====== Entries supplied
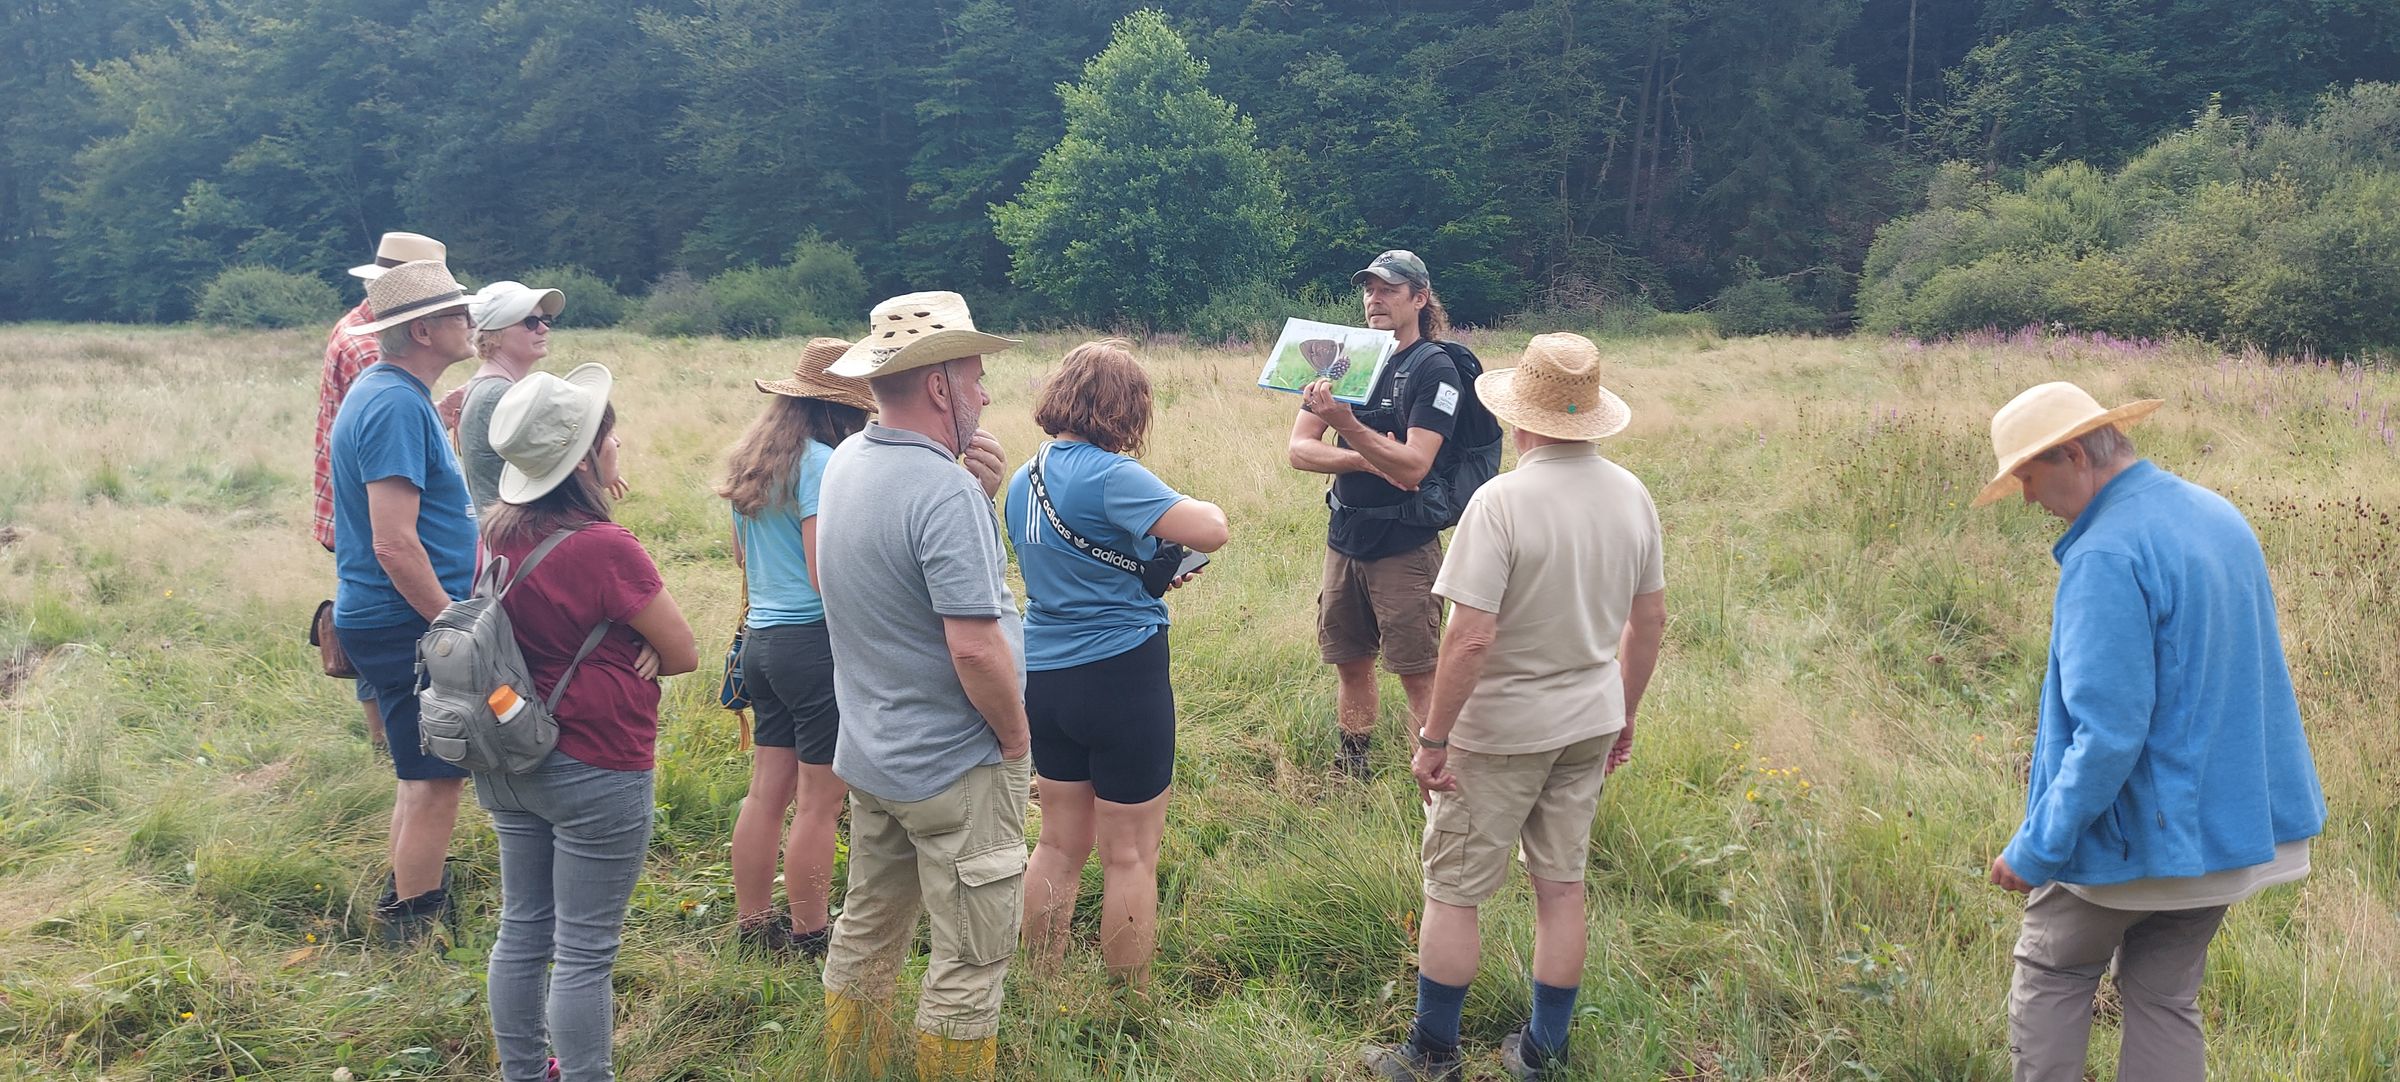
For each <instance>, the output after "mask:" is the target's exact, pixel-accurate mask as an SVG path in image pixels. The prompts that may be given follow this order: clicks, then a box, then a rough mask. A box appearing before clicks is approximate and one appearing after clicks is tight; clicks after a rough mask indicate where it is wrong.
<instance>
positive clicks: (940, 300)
mask: <svg viewBox="0 0 2400 1082" xmlns="http://www.w3.org/2000/svg"><path fill="white" fill-rule="evenodd" d="M1015 343H1018V341H1015V338H1001V336H996V333H984V331H977V329H974V317H970V314H967V297H960V295H958V293H910V295H902V297H893V300H886V302H881V305H876V307H874V312H869V314H866V336H864V338H859V343H857V345H852V348H850V350H847V353H842V357H840V360H835V362H833V367H828V372H833V374H838V377H852V379H876V377H888V374H893V372H907V369H912V367H926V365H941V362H943V360H960V357H979V355H984V353H998V350H1006V348H1010V345H1015Z"/></svg>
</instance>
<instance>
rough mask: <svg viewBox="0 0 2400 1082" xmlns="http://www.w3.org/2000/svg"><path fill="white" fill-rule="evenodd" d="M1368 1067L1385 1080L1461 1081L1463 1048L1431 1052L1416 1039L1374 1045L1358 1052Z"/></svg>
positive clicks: (1453, 1048)
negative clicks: (1460, 1069)
mask: <svg viewBox="0 0 2400 1082" xmlns="http://www.w3.org/2000/svg"><path fill="white" fill-rule="evenodd" d="M1358 1060H1363V1063H1366V1070H1373V1072H1375V1077H1380V1080H1385V1082H1459V1077H1462V1070H1459V1051H1457V1048H1450V1051H1445V1053H1430V1051H1423V1048H1418V1046H1416V1041H1402V1044H1370V1046H1366V1051H1361V1053H1358Z"/></svg>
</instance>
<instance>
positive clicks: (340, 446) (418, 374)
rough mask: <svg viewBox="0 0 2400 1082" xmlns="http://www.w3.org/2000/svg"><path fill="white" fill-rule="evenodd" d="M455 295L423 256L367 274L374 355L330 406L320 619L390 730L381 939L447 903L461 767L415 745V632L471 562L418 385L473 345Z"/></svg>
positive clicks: (368, 303)
mask: <svg viewBox="0 0 2400 1082" xmlns="http://www.w3.org/2000/svg"><path fill="white" fill-rule="evenodd" d="M466 302H468V295H466V290H463V288H458V281H456V278H451V273H449V269H444V266H442V264H439V262H432V259H418V262H406V264H401V266H394V269H389V271H384V273H382V276H377V278H374V281H372V283H370V285H367V305H370V307H372V309H374V314H377V317H374V319H370V321H365V324H358V326H353V329H350V331H348V333H353V336H370V333H372V336H377V338H379V345H382V350H379V353H382V362H377V365H374V367H370V369H367V372H362V374H360V377H358V381H355V384H353V386H350V393H348V396H346V398H343V403H341V413H338V415H336V417H334V434H331V480H334V564H336V566H338V571H341V588H338V593H336V595H334V629H336V633H338V636H341V645H343V650H348V653H350V665H353V667H358V681H360V684H365V686H372V689H374V701H377V705H379V708H382V713H384V729H386V732H389V734H391V773H394V775H396V777H398V794H396V797H394V809H391V890H386V892H384V897H382V900H379V902H377V907H374V919H377V924H379V926H382V931H384V938H386V940H389V943H406V940H410V938H415V936H418V933H422V931H425V928H427V926H430V924H434V921H437V919H439V916H442V914H444V912H446V907H449V892H446V878H449V871H446V868H444V854H446V852H449V842H451V830H454V828H456V825H458V794H461V789H463V782H466V770H458V768H456V765H449V763H444V761H439V758H434V756H427V753H425V751H422V749H420V746H418V679H415V648H418V636H422V633H425V629H427V626H430V624H432V619H434V617H439V614H442V607H446V605H449V602H451V597H466V595H468V588H470V578H473V576H475V506H473V504H470V499H468V494H466V477H463V475H461V473H458V456H456V453H451V446H449V439H446V437H444V432H442V417H437V415H434V401H432V386H434V381H439V379H442V372H444V369H449V367H451V365H456V362H461V360H466V357H470V355H473V353H475V348H473V341H470V331H468V321H466Z"/></svg>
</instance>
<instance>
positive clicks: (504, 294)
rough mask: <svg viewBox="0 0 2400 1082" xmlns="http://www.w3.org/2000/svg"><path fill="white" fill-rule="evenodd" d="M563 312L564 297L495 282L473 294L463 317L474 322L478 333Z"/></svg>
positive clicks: (532, 287) (517, 283)
mask: <svg viewBox="0 0 2400 1082" xmlns="http://www.w3.org/2000/svg"><path fill="white" fill-rule="evenodd" d="M564 309H566V295H564V293H559V290H550V288H540V290H538V288H533V285H526V283H518V281H494V283H492V285H485V288H480V290H475V295H473V297H470V300H468V305H466V317H468V319H473V321H475V329H478V331H499V329H506V326H509V324H514V321H518V319H526V317H530V314H533V312H542V314H545V317H554V314H559V312H564Z"/></svg>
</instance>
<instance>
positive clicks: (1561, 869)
mask: <svg viewBox="0 0 2400 1082" xmlns="http://www.w3.org/2000/svg"><path fill="white" fill-rule="evenodd" d="M1615 744H1618V734H1615V732H1610V734H1606V737H1591V739H1584V741H1574V744H1567V746H1565V749H1555V751H1534V753H1526V756H1486V753H1478V751H1466V749H1452V751H1450V773H1452V775H1457V780H1459V787H1457V789H1454V792H1438V794H1433V811H1430V813H1428V816H1426V897H1430V900H1435V902H1442V904H1464V907H1476V904H1483V900H1486V897H1490V895H1493V892H1498V890H1500V883H1505V880H1507V856H1510V852H1519V854H1522V856H1524V871H1529V873H1534V876H1536V878H1546V880H1553V883H1582V880H1584V864H1586V861H1584V859H1586V854H1589V852H1591V816H1594V813H1596V811H1598V809H1601V780H1603V773H1606V768H1608V749H1610V746H1615Z"/></svg>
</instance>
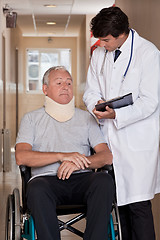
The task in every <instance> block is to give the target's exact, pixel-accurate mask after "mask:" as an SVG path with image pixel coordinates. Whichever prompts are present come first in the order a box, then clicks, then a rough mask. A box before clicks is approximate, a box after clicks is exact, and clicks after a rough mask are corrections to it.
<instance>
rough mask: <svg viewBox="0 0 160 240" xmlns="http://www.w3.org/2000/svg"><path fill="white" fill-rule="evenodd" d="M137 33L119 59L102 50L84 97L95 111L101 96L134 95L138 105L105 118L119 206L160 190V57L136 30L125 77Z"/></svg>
mask: <svg viewBox="0 0 160 240" xmlns="http://www.w3.org/2000/svg"><path fill="white" fill-rule="evenodd" d="M131 35H132V34H131V32H130V33H129V36H128V38H127V40H126V41H125V42H124V44H123V45H122V47H121V51H122V53H121V54H120V56H119V58H118V59H117V60H116V62H115V63H114V60H113V52H107V54H106V57H105V58H104V56H105V49H103V48H100V47H99V48H98V49H96V50H95V51H94V53H93V56H92V58H91V63H90V66H89V70H88V76H87V83H86V90H85V94H84V97H83V100H84V102H85V104H86V106H87V108H88V110H89V111H90V112H91V113H92V110H93V108H94V106H95V104H96V103H97V101H98V100H100V99H101V97H103V98H105V99H112V98H114V97H118V96H121V95H124V94H128V93H130V92H131V93H132V95H133V101H134V103H133V105H130V106H127V107H123V108H120V109H116V110H115V112H116V119H114V120H113V119H105V120H102V121H101V122H100V125H101V129H102V132H103V134H104V136H105V138H106V141H107V143H108V146H109V147H110V149H111V151H112V154H113V165H114V171H115V178H116V186H117V188H116V191H117V202H118V205H119V206H121V205H125V204H129V203H133V202H138V201H144V200H148V199H152V198H153V197H154V194H155V193H159V192H160V172H158V169H159V160H158V152H159V108H158V94H159V91H158V89H159V87H158V85H159V81H160V55H159V51H158V49H157V48H156V47H155V46H154V45H153V44H152V43H151V42H149V41H147V40H145V39H143V38H141V37H140V36H139V35H138V34H137V33H136V32H134V43H133V56H132V61H131V64H130V67H129V70H128V73H127V75H126V78H125V80H124V81H122V76H123V74H124V72H125V70H126V68H127V65H128V62H129V58H130V51H131V38H132V36H131Z"/></svg>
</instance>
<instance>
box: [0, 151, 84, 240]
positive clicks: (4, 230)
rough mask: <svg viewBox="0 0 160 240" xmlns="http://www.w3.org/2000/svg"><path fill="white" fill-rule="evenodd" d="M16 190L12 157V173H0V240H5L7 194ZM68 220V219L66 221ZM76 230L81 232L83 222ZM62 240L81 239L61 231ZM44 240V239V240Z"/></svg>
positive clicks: (80, 238)
mask: <svg viewBox="0 0 160 240" xmlns="http://www.w3.org/2000/svg"><path fill="white" fill-rule="evenodd" d="M15 187H16V188H18V189H19V190H20V191H21V178H20V173H19V169H18V167H17V166H16V164H15V159H14V156H13V157H12V172H6V173H3V172H0V240H5V214H6V202H7V197H8V194H11V193H12V191H13V189H14V188H15ZM66 218H67V217H66V216H62V217H61V219H62V220H66ZM67 220H69V218H68V219H67ZM76 226H77V228H78V229H80V230H82V231H83V229H84V227H85V220H81V221H80V222H79V223H77V224H76ZM61 239H62V240H80V239H82V238H80V237H78V236H76V235H75V234H73V233H71V232H69V231H67V230H63V231H62V232H61ZM44 240H45V239H44Z"/></svg>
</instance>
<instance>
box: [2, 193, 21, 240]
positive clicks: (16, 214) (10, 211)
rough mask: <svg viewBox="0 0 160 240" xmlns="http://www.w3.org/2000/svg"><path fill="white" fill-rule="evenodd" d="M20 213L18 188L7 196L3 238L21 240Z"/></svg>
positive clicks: (9, 239)
mask: <svg viewBox="0 0 160 240" xmlns="http://www.w3.org/2000/svg"><path fill="white" fill-rule="evenodd" d="M20 220H21V214H20V197H19V190H18V189H17V188H15V189H14V191H13V194H12V195H11V194H10V195H9V196H8V200H7V208H6V226H5V240H21V239H22V238H21V222H20Z"/></svg>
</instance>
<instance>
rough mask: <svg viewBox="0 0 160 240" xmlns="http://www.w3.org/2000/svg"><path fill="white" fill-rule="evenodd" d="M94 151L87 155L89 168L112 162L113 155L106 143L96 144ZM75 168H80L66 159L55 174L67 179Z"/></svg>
mask: <svg viewBox="0 0 160 240" xmlns="http://www.w3.org/2000/svg"><path fill="white" fill-rule="evenodd" d="M94 151H95V154H94V155H91V156H89V157H87V158H88V160H89V161H90V162H91V163H90V165H89V168H91V169H96V168H101V167H103V166H104V165H106V164H109V165H110V164H112V159H113V156H112V153H111V151H110V150H109V148H108V146H107V144H106V143H100V144H98V145H96V146H95V148H94ZM77 170H80V168H78V167H77V166H76V165H75V164H74V163H72V162H67V161H66V162H63V163H62V164H61V165H60V166H59V168H58V173H57V176H58V178H59V179H63V180H64V179H68V178H69V177H70V175H71V174H72V173H73V172H74V171H77Z"/></svg>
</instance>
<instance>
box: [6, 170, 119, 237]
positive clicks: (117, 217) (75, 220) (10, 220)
mask: <svg viewBox="0 0 160 240" xmlns="http://www.w3.org/2000/svg"><path fill="white" fill-rule="evenodd" d="M103 170H105V171H107V172H108V171H111V166H110V165H106V166H105V168H103ZM20 172H21V177H22V206H21V204H20V193H19V189H17V188H15V189H14V190H13V192H12V194H9V195H8V199H7V206H6V226H5V240H22V239H27V240H36V237H35V228H34V221H33V218H32V216H31V215H30V213H29V210H28V209H27V204H26V198H25V192H26V186H27V182H28V180H29V178H30V176H31V173H30V168H28V167H26V166H20ZM86 210H87V208H86V206H85V205H60V206H57V208H56V211H57V216H62V215H71V214H78V215H76V216H75V217H73V218H72V219H70V220H69V221H67V222H63V221H62V220H60V219H58V223H59V230H60V231H62V230H64V229H66V230H69V231H70V232H72V233H74V234H76V235H77V236H79V237H81V238H83V232H81V231H80V230H78V229H77V228H75V227H73V226H72V225H73V224H74V223H76V222H79V221H80V220H81V219H84V218H86ZM108 240H122V234H121V225H120V218H119V212H118V207H117V204H116V202H115V201H114V202H113V204H112V212H111V215H110V222H109V226H108Z"/></svg>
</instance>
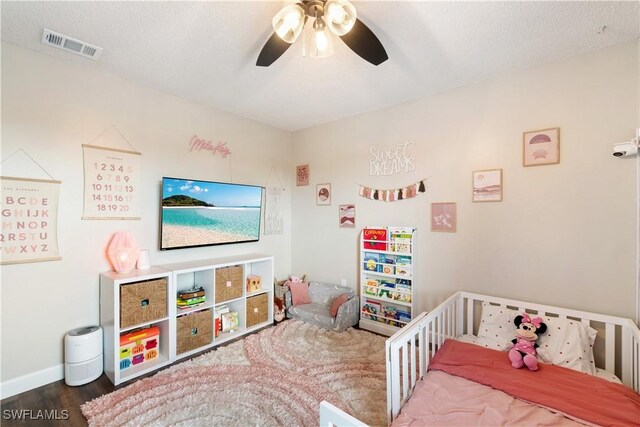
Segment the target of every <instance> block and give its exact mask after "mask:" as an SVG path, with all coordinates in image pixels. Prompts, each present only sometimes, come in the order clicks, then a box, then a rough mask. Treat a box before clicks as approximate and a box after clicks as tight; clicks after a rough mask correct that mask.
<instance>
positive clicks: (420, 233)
mask: <svg viewBox="0 0 640 427" xmlns="http://www.w3.org/2000/svg"><path fill="white" fill-rule="evenodd" d="M638 59H639V58H638V43H637V42H634V43H630V44H625V45H621V46H617V47H613V48H610V49H606V50H601V51H597V52H594V53H590V54H587V55H583V56H578V57H574V58H571V59H568V60H565V61H562V62H559V63H555V64H549V65H545V66H541V67H538V68H535V69H529V70H512V71H509V72H507V73H504V74H503V75H500V76H497V77H495V78H493V79H491V80H488V81H485V82H482V83H480V84H475V85H472V86H467V87H462V88H459V89H457V90H453V91H449V92H446V93H442V94H439V95H436V96H432V97H429V98H426V99H421V100H418V101H415V102H410V103H407V104H403V105H400V106H396V107H393V108H388V109H384V110H381V111H376V112H372V113H368V114H363V115H360V116H358V117H354V118H350V119H347V120H342V121H339V122H335V123H331V124H327V125H324V126H318V127H315V128H312V129H307V130H303V131H300V132H297V133H294V135H293V161H294V163H295V164H305V163H309V164H310V170H311V185H310V186H308V187H295V188H294V192H293V205H292V206H293V209H292V218H293V231H292V235H293V236H295V238H294V239H293V242H292V254H293V256H292V268H293V269H294V271H296V272H297V273H299V274H302V273H307V274H308V275H309V276H310V277H311V278H314V279H321V280H328V281H339V280H340V279H341V278H345V279H347V282H348V284H349V285H350V286H356V283H357V267H358V256H359V255H358V250H357V247H358V233H359V229H361V228H362V227H363V226H367V225H404V226H415V227H417V228H418V230H419V233H420V234H419V245H420V246H419V251H420V256H419V262H420V266H419V274H420V281H419V289H418V292H419V301H418V307H419V309H421V310H425V309H430V308H432V307H434V306H435V305H436V304H437V303H439V302H441V301H442V300H443V299H444V298H445V297H446V296H448V295H449V294H451V293H452V292H454V291H455V290H458V289H463V290H468V291H476V292H482V293H487V294H493V295H499V296H503V297H510V298H516V299H526V300H531V301H537V302H541V303H548V304H554V305H562V306H567V307H572V308H577V309H583V310H592V311H598V312H604V313H610V314H614V315H622V316H626V317H632V318H633V317H635V310H636V294H635V286H636V247H635V245H636V231H635V230H636V223H637V220H638V218H637V213H636V200H635V197H636V186H637V184H636V178H635V177H636V168H637V162H636V160H635V159H634V158H629V159H617V158H614V157H613V156H612V155H611V152H612V151H611V149H612V144H613V143H615V142H619V141H624V140H629V139H630V138H632V137H633V136H634V135H635V128H636V127H640V111H639V108H640V106H639V97H638V95H639V82H638V79H639V75H640V70H639V67H638V64H639V60H638ZM372 72H375V70H372ZM371 90H375V88H371ZM336 102H339V100H338V101H336ZM556 126H557V127H560V128H561V162H560V164H558V165H552V166H539V167H527V168H524V167H523V166H522V132H523V131H527V130H534V129H542V128H549V127H556ZM407 141H411V142H414V143H415V144H414V145H413V146H412V150H413V151H412V152H413V155H414V156H415V160H416V161H415V163H416V170H415V172H411V173H401V174H397V175H392V176H387V177H379V176H369V170H368V166H369V164H368V162H369V159H370V155H369V148H370V147H371V146H374V145H375V146H377V147H386V148H393V147H396V146H398V145H399V144H403V143H405V142H407ZM494 168H502V169H503V179H504V201H503V202H500V203H473V202H472V201H471V174H472V171H474V170H482V169H494ZM424 177H429V179H428V181H427V182H428V190H427V192H426V194H424V195H421V196H418V197H417V198H415V199H412V200H405V201H399V202H394V203H384V202H379V201H373V200H367V199H364V198H362V197H359V196H358V188H359V187H358V184H363V185H367V186H369V187H373V188H397V187H402V186H404V185H407V184H409V183H412V182H416V181H418V180H420V179H422V178H424ZM318 183H331V185H332V189H333V199H332V204H331V206H328V207H327V206H316V204H315V198H314V191H315V185H316V184H318ZM432 202H456V203H457V207H458V211H457V212H458V231H457V232H456V233H436V232H431V231H430V230H429V229H430V225H429V222H428V218H429V210H430V204H431V203H432ZM344 203H355V204H356V229H354V230H349V229H340V228H338V222H337V220H338V205H340V204H344Z"/></svg>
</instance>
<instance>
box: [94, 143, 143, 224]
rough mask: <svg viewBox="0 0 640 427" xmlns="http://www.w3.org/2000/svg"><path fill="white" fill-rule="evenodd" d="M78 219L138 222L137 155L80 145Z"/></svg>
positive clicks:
============
Each line in the data where the string "with" occurs should be identified and copied.

The task in every <instance> block is to give the target's exact, pixel-accurate mask after "mask:" as an SVG path with image pixel coordinates. Whichever prompts are present come first in the order a box, then clicks, then a rough mask. A box before clicks is approximate, a box after clicks is exact, and clicks after a rough mask are corrections to it.
Segment the target of every <instance> block and give its exact mask after "mask:" as an SVG path, with all coordinates in image pixels. Prompts, each present only sometimes, come in the order clicks, then a box, then a rough mask. Treat a box before clicks as approximate and a box after clicks as tight; clicks after a rough mask correct that mask.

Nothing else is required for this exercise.